**Instructions to follow**
Write out the passage on radiation exposure word for word, from "Similarly to the" to "was 25.7 millisieverts.".

BEGIN Extract to read

The thyroid gland absorbs much more iodine in growing children. Radiation-related risks decreased with age at exposure, according to Zablotska, and no studies to date have shown any increase in risk for those exposed as adults.

Other radioisotopes released in much smaller amounts after the accident included long-lived cesium-134 and cesium-137, and strontium-90. Strontium can compete with calcium for absorption into bone, Zablotska says. She has been studying 110,000 workers exposed to penetrating gamma radiation from these radionuclides during clean-up at the Chernobyl plant that took place between 1986 and 1990.

Zablotska is careful to emphasize that all accounts indicate that Japanese nuclear workers, in contrast to clean-up workers at Chernobyl, are being monitored for exposures and routinely use protective clothing and gear.

Similarly to the United States, “The nuclear industry in Japan is very highly regulated and workers are closely monitored,” Zablotska says. In her study of 54,000 US nuclear power plant workers she reported that average total exposure over an average of 12 years of monitoring was 25.7 millisieverts.

By comparison, a full-body, medical CT scan may expose an individual to about 12 millisieverts of radiation, she says. Individual absorbed doses to some organs could be as high as 30 milligrays from one CT scan.

Organs differ in their sensitivity to radiation energy. The millisievert is a unit of radiation used to measure a dose averaged over all tissues of the body, and often is the measure used in studies of workers exposed to penetrating gamma radiation. A milligray is a measure of the dose received by specific organs. One-thousand millisieverts is equal to one sievert, and one-thousand milligrays is equal to one gray.

Zablotska estimated that the exposure to Chernobyl clean-up workers in her study averaged 76.4 millisieverts. There is a significantly elevated dose-dependent risk for leukemia among the workers, she has found.

“At this point, you really can’t predict what risks there might be to workers or to the local population in Japan until we know more about the radioactive releases from the damaged reactors,” she says.

END Extract to read
BEGIN Supplied data

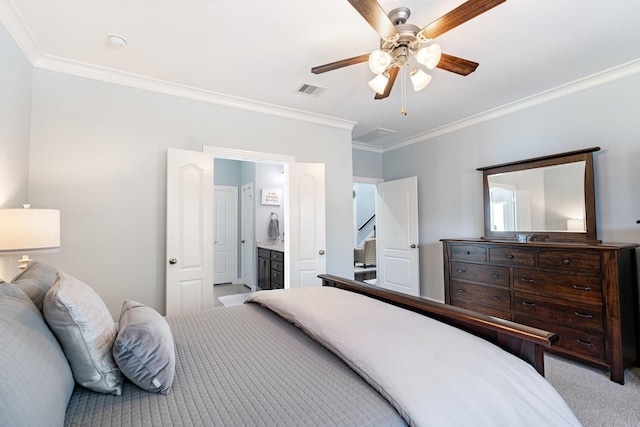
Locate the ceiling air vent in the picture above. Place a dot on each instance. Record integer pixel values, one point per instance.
(374, 134)
(307, 89)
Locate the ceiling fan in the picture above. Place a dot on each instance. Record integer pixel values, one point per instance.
(400, 41)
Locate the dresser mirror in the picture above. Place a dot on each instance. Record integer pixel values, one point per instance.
(548, 198)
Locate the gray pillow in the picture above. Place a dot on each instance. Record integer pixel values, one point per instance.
(85, 329)
(35, 379)
(144, 348)
(36, 280)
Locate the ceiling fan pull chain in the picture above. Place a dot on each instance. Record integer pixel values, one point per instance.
(403, 90)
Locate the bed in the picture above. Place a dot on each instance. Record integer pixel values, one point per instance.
(345, 354)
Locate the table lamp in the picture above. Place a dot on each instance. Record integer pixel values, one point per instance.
(25, 231)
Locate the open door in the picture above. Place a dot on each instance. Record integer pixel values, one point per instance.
(307, 224)
(189, 268)
(397, 238)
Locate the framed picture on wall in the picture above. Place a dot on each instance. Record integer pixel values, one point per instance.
(271, 197)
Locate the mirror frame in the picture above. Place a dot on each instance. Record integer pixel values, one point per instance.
(590, 234)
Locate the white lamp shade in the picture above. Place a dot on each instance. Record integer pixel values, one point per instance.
(29, 230)
(379, 61)
(379, 83)
(419, 78)
(429, 56)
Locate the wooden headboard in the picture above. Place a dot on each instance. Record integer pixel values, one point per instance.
(523, 341)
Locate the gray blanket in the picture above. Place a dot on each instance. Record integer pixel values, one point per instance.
(242, 366)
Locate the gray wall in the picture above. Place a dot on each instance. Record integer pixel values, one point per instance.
(98, 153)
(450, 188)
(367, 164)
(15, 115)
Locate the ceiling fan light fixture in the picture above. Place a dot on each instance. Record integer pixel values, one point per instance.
(379, 83)
(419, 78)
(379, 60)
(429, 56)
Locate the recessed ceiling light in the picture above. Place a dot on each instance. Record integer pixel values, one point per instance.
(117, 41)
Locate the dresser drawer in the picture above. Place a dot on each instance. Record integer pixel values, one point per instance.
(565, 286)
(568, 313)
(480, 273)
(497, 297)
(582, 262)
(277, 278)
(277, 255)
(491, 311)
(468, 253)
(570, 340)
(277, 265)
(513, 256)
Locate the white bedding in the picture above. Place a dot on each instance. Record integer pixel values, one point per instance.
(434, 374)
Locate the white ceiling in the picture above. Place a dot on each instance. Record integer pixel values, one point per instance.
(264, 50)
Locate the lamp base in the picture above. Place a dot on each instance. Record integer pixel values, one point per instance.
(23, 262)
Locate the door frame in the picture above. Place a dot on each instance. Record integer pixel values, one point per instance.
(244, 211)
(233, 251)
(257, 157)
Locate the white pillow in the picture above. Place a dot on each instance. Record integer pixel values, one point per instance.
(144, 348)
(86, 331)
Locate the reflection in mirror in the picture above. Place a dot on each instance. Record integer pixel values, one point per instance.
(548, 198)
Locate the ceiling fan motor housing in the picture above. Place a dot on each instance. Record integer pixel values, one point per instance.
(405, 45)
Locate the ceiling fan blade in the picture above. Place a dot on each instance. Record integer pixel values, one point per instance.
(393, 73)
(339, 64)
(456, 65)
(375, 15)
(461, 14)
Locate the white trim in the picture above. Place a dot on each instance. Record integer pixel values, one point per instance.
(109, 75)
(246, 155)
(612, 74)
(366, 147)
(366, 180)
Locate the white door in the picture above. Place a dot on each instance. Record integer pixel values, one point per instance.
(246, 236)
(189, 273)
(307, 238)
(225, 235)
(397, 236)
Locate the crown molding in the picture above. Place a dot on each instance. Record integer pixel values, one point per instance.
(108, 75)
(366, 147)
(615, 73)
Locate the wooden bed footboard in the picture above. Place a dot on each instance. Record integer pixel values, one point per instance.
(523, 341)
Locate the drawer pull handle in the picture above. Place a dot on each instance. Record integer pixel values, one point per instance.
(586, 316)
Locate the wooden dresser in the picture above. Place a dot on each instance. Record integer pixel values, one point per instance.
(585, 293)
(270, 269)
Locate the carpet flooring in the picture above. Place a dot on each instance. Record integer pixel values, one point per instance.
(596, 400)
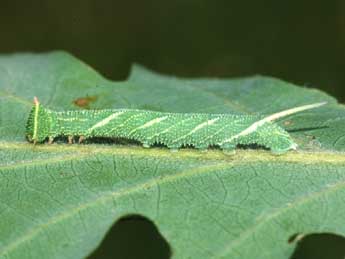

END Supplied data

**Expected output**
Similarly to the United States, “The nuclear industry in Japan is very highly regulated and workers are closely monitored,” Zablotska says. In her study of 54,000 US nuclear power plant workers she reported that average total exposure over an average of 12 years of monitoring was 25.7 millisieverts.